++++ Stored data

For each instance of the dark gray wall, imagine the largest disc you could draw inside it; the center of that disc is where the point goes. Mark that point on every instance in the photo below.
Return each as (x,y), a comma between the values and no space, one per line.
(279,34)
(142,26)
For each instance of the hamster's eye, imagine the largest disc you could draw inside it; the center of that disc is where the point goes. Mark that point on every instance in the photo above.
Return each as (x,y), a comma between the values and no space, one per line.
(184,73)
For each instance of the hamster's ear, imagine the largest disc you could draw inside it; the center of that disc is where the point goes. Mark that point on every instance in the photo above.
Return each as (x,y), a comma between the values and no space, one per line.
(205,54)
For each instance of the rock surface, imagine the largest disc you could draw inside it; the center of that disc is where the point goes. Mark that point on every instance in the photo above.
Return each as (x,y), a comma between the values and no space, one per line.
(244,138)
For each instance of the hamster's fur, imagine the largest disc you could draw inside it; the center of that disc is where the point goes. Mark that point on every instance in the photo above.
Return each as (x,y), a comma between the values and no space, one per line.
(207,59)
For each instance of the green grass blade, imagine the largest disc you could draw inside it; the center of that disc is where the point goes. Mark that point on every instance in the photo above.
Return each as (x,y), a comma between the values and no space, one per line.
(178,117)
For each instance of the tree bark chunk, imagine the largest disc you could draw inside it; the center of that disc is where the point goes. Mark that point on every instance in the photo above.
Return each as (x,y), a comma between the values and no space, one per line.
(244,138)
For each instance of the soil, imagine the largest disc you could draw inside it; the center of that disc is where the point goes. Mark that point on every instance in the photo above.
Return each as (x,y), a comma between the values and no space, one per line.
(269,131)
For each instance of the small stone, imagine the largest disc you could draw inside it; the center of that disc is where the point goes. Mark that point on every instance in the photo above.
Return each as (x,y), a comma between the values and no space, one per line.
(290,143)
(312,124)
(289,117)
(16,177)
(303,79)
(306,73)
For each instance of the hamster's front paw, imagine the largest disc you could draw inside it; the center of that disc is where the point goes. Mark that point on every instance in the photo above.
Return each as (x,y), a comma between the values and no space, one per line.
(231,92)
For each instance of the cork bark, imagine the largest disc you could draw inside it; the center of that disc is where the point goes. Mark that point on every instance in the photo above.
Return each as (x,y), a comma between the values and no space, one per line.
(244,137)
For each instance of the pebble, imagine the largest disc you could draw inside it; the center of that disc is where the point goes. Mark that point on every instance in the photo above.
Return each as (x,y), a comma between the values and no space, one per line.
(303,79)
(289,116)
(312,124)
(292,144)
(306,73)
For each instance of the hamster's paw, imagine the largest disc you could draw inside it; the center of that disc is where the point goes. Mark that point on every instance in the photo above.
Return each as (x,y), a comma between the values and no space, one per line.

++++++++

**Assignment:** Every entry, from first to last, should be written out exactly.

**Solution to this task:**
For each instance of the dark gray wall, imagine the largest disc you could draw inside it; the center of that disc is where the point goes. Mark that point on every instance in the photo below.
Return each as (x,y), a comma between the values and no space, one per line.
(279,34)
(142,26)
For each instance of the hamster's eye, imagine the largest disc you could draw inside it; the center of that disc is where the point goes. Mark that point on every instance in the photo above.
Return each as (x,y), a comma between the values and no space, one per line.
(184,73)
For each instance of the hamster's ear, imagine the largest disc you could draw inside it; the center of that disc is where the point goes. Mark that point on every instance in the photo above.
Return each as (x,y), a comma between the values and no space, one per line.
(205,54)
For each instance of the rock surface, imagine the largest disc you could draw inside it; the center of that disc is where the point goes. Mark that point on every instance in the photo above.
Return each as (x,y), a comma between the values and no space, one per line.
(244,138)
For each instance of the hamster's fur, imagine the largest disc you could draw inside it; the center of that disc is where the point goes. Mark that point on every instance in the photo above.
Return each as (x,y), a comma between the values and no space, one per line.
(207,59)
For each instance of the green grass blade, imagine the largest disc you could draw inside it; the center of that disc is where the point goes. Mark that point on every instance in the photo above.
Return each as (x,y), a comma between the values and no space, one per line.
(178,117)
For each instance of the tree bark chunk, imagine the largest disc you could draw inside it; the center of that disc is where the point goes. Mark that point on every instance in the photo above.
Return each as (x,y), a comma between the values and no space, one per line.
(244,138)
For each instance of the soil, imagine the largest disc you could draw inside it; the center of that disc is where the point goes. Mark that point on every instance in the photo above.
Return each as (x,y), a comma between the values and no space, one per line.
(269,131)
For each instance of the small stone, imagine the largest disc you could draw inside it; the center of that disc is where the point goes. Mark that point on every instance in the photo above.
Return each as (x,y), a comma between the values and no space, one per line.
(290,143)
(312,124)
(289,117)
(16,177)
(303,79)
(306,73)
For each instance of the hamster's front paw, imagine the largest disc you could draw inside it; the center of that disc is where the point goes. Mark that point on every instance in the photo above.
Return each as (x,y), a comma between the values and no space, one per line.
(231,92)
For each instance of the cork bark, imagine the largest disc you could draw inside it; the center of that disc is where the point goes. Mark that point on every instance in the photo above.
Return each as (x,y), a comma between the values and no space, one per line.
(244,137)
For each instance of the pebble, imagine the largest disc you could draw inside it; the center of that disc is where the point goes. Mark that point on every instance in the photo above.
Return each as (x,y), a comma between the values and no space, one per line.
(303,79)
(289,116)
(312,124)
(292,144)
(306,73)
For each instance of the hamster's paw, imagine the largest disc you could draw inside it; the center of that disc is where the point goes. Mark that point on every instance in the photo above.
Return each as (x,y), a comma between the values and no space, one per line.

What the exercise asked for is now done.